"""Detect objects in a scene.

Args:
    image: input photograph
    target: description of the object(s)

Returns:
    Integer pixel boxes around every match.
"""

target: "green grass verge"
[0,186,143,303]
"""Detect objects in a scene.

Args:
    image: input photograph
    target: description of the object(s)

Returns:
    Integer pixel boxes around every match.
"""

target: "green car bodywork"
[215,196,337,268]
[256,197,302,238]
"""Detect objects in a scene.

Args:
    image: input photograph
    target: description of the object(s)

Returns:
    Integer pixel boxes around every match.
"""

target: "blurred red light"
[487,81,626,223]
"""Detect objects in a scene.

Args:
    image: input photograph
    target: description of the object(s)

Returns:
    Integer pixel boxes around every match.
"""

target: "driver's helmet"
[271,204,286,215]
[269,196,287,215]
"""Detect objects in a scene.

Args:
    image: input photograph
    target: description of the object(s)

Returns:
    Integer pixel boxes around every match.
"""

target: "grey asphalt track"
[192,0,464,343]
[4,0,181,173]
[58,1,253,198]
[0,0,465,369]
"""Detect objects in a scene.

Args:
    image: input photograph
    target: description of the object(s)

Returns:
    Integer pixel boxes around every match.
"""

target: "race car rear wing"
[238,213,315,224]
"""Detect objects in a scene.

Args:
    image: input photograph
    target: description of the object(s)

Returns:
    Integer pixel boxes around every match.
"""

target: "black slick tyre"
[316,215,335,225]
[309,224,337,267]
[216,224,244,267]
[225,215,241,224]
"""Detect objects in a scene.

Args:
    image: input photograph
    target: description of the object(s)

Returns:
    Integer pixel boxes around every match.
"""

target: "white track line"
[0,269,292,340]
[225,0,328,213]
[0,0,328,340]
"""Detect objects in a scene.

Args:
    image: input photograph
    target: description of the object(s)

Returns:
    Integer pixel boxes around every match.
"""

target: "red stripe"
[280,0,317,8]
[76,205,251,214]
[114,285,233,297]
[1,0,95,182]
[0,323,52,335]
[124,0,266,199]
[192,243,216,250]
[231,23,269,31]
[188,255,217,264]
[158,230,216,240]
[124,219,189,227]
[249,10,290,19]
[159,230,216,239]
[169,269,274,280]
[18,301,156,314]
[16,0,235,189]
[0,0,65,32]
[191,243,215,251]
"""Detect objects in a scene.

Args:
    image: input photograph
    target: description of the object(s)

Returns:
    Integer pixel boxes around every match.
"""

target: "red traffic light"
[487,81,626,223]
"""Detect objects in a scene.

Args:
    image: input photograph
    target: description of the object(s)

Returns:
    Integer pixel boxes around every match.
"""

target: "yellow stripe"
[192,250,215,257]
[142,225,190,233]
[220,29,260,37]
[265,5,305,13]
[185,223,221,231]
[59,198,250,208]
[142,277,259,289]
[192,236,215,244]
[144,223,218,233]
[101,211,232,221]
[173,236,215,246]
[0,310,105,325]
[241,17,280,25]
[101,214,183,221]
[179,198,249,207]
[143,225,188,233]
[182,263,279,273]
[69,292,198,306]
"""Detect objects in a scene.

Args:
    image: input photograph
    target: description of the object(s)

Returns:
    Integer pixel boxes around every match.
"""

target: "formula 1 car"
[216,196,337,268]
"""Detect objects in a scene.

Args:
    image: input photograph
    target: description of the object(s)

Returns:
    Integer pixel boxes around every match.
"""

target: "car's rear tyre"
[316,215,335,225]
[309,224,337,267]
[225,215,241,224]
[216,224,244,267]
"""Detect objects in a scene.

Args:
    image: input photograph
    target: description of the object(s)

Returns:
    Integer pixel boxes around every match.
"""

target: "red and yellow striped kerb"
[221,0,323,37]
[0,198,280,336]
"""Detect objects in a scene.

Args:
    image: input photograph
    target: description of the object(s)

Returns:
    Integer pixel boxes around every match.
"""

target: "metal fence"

------------------------------------

Exercise goal ::
Restate the records exactly. Leave nothing out.

Response to this task ::
"""Detect objects in a scene.

Args:
    image: input photograph
    target: description of the object(s)

Returns:
    Integer pixel boxes around every match.
"""

target: "green grass verge"
[0,186,143,303]
"""Detect objects in a scene.

Args:
    image: input photograph
    target: description of the object(s)

Returns:
    Integer pixel boxes around every match.
"""

target: "green car bodywork"
[215,196,337,268]
[256,197,302,238]
"""Detect objects in a scene.

Args:
    image: input photograph
    target: description of the object(s)

Returns:
    Integer pixel boxes around every match.
"""

target: "blurred red light"
[487,81,626,223]
"""Detect objects in a scene.

Args:
    image: input photograph
    target: description of the object(s)

Returns:
    Integer pixel boxes around every match.
"""

target: "driver's helmet"
[271,204,286,215]
[269,196,287,215]
"""Detect objects in a scene.

Args:
    image: input photograph
    target: description of the object(s)

Returns:
    Integer pixel boxes around every match.
"""

target: "grey asphalt track"
[192,0,464,343]
[4,0,181,173]
[58,1,253,198]
[0,0,465,369]
"""Detect objects in a scene.

Args:
    image: input photograph
    target: description of the object(s)

Returns:
    Integer pixel boxes around every match.
"""

target: "race car rear wing"
[238,213,315,224]
"""Detect objects in a scene.

Args:
    image: input photograph
    target: description of the object(s)

Returns:
    Integer pixel boxes around every match.
"""

target: "black slick tyre"
[316,215,335,225]
[309,224,337,267]
[216,224,244,267]
[225,215,241,224]
"""Detect objects in a scene.

Args:
    image: input photograph
    target: description of the object(s)

Returns:
    Integer pixel boxes around every match.
"""

target: "white track line"
[0,269,292,340]
[225,0,328,213]
[0,0,328,340]
"""Detect objects in a scene.

Args:
    image: input photograph
    target: description of the object(s)

Returns:
    Integer pixel boxes around every match.
"""

target: "red stripe"
[280,0,317,8]
[76,205,251,214]
[114,285,233,297]
[1,0,95,182]
[0,323,52,335]
[124,0,266,199]
[192,243,216,250]
[231,23,269,31]
[188,255,217,264]
[158,230,216,240]
[124,219,189,227]
[249,10,290,19]
[159,230,216,239]
[169,269,274,280]
[18,301,156,314]
[16,0,235,189]
[0,0,65,32]
[191,243,215,251]
"""Detect objects in a scene.

Args:
    image: input photograph
    target: description of the object(s)

Returns:
    Integer pixel boxes around every match.
"""

target: "red traffic light"
[487,81,626,223]
"""Detect objects in a scene.

Args:
    image: input photograph
    target: description of the object(s)

Returns:
    Integer pixel boxes around every match.
"""

target: "yellow stripe"
[192,250,215,257]
[142,225,190,233]
[220,29,260,37]
[265,5,305,13]
[185,223,221,231]
[59,198,250,208]
[142,277,259,289]
[192,236,215,244]
[144,223,218,233]
[101,211,232,221]
[173,236,215,246]
[0,310,105,325]
[241,17,280,25]
[101,214,183,221]
[179,198,249,207]
[143,225,188,233]
[182,263,279,273]
[69,292,198,306]
"""Detect objects in a scene.

Args:
    image: input photograph
    target: description of the object(s)

Returns:
    Integer pixel boxes around every match.
"""

target: "formula 1 car"
[216,196,337,268]
"""Detect objects in a scene.

Args:
    image: input photograph
    target: description of the object(s)

Returns:
    Integer pixel boxes around every match.
"""

target: "car's rear tyre"
[316,215,335,225]
[309,224,337,267]
[225,215,241,224]
[216,224,244,267]
"""Detect objects in a scene.

Args:
    image: input photograph
    target: description of the object(s)

Returns:
    Integer pixel boxes around every match.
"""

target: "red and yellow striped kerb"
[221,0,323,37]
[0,198,280,336]
"""Detect objects in a scene.

Args:
    image: input photograph
    target: description of the object(s)

Returns:
    Integer pixel boxes around every match.
"""

target: "metal fence"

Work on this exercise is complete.